MATERIAL FOR THIS EXERCISE:
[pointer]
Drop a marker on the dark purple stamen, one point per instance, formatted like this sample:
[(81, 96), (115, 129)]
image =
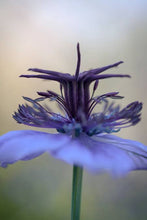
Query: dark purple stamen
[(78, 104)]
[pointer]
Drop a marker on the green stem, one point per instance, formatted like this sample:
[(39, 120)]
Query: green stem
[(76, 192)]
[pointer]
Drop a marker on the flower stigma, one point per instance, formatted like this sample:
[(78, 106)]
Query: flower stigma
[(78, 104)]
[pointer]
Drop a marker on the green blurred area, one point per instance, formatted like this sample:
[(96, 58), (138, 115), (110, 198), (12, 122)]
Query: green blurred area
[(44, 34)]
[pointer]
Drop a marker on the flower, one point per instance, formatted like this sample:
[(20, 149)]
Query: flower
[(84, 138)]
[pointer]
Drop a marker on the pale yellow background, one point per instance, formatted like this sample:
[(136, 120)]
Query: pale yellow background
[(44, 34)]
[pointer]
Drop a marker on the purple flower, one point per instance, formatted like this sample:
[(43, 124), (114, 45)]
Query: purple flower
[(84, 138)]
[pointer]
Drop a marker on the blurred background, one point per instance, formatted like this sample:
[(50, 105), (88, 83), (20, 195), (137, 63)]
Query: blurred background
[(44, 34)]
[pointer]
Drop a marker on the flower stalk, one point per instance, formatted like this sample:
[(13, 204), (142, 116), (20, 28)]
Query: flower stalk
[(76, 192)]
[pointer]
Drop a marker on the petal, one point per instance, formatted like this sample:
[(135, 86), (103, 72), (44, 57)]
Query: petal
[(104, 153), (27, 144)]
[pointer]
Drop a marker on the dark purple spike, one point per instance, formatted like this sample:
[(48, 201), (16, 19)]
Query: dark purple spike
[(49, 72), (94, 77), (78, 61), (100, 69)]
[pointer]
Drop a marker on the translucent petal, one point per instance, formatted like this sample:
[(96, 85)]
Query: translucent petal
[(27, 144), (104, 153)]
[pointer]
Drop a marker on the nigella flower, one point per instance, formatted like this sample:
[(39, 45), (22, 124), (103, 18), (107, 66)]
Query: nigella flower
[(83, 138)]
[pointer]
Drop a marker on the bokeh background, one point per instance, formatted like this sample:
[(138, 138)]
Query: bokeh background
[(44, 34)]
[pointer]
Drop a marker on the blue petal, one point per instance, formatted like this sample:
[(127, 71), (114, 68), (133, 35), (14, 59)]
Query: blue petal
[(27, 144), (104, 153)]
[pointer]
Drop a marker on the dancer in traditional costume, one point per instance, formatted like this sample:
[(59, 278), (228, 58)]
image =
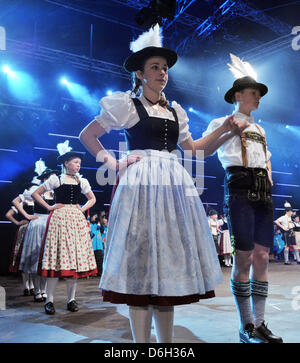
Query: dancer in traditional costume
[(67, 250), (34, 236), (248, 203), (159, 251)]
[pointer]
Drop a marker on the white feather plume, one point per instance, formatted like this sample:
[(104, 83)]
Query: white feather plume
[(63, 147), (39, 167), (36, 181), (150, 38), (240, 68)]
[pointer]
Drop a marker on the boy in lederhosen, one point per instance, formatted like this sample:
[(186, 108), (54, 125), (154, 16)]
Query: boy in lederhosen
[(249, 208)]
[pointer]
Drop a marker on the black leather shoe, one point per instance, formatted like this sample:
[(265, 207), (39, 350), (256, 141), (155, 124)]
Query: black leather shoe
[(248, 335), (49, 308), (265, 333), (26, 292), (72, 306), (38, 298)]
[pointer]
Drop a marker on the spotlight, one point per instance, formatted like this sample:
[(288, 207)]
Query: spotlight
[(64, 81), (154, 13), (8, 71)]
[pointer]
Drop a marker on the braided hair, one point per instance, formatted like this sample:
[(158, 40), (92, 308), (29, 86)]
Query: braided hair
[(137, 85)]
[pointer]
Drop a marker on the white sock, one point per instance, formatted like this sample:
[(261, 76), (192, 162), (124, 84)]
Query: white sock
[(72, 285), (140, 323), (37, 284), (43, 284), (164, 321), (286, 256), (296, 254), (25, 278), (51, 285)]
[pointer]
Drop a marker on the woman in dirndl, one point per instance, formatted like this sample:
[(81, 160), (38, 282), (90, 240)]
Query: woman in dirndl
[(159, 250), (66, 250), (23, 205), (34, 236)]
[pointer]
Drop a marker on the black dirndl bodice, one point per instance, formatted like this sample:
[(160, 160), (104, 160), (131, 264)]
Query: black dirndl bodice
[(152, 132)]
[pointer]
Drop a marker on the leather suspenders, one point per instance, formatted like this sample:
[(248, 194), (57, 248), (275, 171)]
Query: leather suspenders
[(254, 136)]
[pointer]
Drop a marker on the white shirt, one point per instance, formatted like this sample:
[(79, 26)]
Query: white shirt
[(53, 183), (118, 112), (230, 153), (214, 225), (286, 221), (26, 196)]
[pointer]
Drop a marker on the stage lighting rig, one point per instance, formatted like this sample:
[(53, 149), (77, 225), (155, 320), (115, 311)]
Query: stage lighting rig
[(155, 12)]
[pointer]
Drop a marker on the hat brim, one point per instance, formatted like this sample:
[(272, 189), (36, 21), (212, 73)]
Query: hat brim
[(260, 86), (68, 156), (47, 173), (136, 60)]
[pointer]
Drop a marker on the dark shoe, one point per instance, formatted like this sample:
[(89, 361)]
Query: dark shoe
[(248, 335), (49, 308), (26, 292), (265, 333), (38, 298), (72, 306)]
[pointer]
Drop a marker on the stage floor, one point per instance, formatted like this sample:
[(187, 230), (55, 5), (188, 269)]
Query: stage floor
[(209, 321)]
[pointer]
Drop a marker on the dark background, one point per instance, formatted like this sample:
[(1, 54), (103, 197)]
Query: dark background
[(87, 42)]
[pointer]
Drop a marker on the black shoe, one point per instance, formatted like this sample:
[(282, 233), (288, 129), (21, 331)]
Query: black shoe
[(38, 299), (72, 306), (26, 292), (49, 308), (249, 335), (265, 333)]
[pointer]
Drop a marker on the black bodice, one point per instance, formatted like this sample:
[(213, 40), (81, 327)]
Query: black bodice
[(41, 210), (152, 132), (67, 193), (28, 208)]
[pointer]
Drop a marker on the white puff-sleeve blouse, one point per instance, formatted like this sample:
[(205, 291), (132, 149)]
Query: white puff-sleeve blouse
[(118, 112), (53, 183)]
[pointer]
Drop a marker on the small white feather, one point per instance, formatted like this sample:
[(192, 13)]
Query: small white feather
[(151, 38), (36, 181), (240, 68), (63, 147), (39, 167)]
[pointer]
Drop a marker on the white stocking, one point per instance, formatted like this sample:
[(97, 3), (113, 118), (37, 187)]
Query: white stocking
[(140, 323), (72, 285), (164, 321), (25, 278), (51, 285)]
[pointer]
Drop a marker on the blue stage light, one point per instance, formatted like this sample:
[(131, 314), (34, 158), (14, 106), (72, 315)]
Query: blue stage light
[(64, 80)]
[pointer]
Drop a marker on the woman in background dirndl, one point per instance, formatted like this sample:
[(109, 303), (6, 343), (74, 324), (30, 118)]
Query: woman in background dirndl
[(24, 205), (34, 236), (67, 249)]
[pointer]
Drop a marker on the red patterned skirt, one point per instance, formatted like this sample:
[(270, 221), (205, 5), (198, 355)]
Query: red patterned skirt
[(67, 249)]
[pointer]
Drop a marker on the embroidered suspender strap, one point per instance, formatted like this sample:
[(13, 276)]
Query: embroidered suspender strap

--

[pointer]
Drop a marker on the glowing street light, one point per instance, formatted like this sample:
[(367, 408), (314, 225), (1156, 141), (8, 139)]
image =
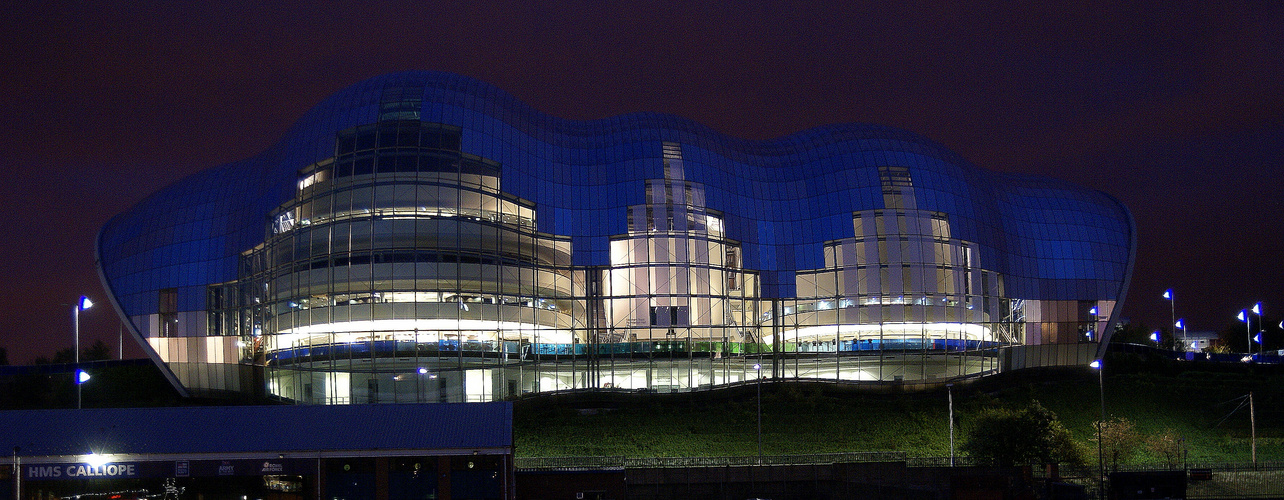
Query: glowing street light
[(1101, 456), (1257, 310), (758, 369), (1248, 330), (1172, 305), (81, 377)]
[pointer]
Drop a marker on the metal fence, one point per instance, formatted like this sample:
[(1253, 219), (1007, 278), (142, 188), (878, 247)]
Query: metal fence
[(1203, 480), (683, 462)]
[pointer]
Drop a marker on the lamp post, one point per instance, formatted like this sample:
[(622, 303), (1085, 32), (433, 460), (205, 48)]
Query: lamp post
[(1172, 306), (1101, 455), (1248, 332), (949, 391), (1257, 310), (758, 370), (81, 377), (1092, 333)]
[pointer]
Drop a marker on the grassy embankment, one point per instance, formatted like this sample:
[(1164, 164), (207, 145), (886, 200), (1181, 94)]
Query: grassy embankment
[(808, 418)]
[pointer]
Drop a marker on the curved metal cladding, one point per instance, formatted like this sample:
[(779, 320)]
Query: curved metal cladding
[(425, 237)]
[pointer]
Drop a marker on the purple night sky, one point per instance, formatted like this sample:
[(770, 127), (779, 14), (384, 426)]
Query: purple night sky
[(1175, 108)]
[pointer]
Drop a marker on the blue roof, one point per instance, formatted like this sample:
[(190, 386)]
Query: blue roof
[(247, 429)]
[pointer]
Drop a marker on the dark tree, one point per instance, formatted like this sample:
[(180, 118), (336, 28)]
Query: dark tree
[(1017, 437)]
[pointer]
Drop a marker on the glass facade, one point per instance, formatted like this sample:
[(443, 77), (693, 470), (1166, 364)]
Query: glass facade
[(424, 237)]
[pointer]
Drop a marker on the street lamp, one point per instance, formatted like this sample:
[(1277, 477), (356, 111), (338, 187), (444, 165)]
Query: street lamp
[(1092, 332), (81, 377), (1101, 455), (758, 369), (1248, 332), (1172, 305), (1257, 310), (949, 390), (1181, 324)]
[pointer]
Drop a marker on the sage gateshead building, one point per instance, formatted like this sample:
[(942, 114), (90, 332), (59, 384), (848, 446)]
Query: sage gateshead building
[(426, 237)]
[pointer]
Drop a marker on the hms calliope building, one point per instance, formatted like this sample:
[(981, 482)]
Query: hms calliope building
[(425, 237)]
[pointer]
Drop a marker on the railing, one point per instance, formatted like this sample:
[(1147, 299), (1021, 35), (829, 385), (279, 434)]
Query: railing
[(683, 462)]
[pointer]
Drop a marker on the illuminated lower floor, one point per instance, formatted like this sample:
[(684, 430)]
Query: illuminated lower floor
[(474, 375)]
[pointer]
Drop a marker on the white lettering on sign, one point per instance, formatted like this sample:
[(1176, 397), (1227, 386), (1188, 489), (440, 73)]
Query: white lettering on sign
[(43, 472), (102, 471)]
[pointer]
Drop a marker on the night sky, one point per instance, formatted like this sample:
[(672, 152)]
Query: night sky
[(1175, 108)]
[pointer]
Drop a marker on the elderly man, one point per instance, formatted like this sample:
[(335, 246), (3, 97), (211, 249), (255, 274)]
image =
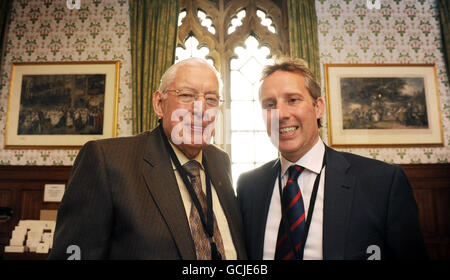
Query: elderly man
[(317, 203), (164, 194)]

---

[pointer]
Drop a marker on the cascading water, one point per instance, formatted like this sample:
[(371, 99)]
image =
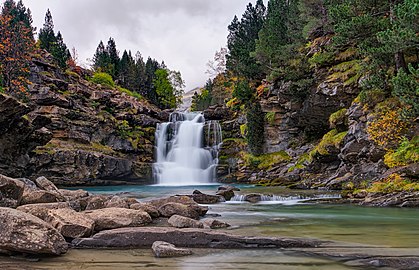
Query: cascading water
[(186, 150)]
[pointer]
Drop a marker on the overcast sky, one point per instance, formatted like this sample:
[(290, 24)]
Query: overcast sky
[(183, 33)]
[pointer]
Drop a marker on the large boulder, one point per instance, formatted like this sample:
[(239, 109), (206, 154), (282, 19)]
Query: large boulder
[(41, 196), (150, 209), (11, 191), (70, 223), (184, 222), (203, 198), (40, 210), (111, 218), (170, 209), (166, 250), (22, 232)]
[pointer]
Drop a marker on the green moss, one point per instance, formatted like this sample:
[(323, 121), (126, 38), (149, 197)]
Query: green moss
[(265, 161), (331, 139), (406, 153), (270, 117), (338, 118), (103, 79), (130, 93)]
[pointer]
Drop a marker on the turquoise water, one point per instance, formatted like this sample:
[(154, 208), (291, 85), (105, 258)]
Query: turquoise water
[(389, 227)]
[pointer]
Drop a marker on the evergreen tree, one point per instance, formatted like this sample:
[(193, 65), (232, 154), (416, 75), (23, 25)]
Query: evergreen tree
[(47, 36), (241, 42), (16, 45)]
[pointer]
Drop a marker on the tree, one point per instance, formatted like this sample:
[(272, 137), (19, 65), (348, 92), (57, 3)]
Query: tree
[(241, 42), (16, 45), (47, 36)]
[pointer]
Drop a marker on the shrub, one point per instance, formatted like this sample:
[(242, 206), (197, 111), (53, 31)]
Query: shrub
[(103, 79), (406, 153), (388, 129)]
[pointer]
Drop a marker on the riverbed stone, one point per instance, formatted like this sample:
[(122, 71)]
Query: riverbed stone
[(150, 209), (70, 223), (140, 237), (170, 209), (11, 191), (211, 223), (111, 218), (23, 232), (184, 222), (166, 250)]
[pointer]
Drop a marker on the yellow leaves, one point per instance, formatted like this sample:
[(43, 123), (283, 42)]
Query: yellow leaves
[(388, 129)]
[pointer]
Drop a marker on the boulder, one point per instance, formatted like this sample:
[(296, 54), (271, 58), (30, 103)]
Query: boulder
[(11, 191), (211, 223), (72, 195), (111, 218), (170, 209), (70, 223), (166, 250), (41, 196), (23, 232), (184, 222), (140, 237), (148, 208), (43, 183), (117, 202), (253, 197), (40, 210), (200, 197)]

DIRECTIVE: Select and copy every line in the records above that contains the word "cladding".

THE OUTPUT:
Drop a marker on the curved metal cladding, one point per instance, formatted like this sample:
Query: curved metal cladding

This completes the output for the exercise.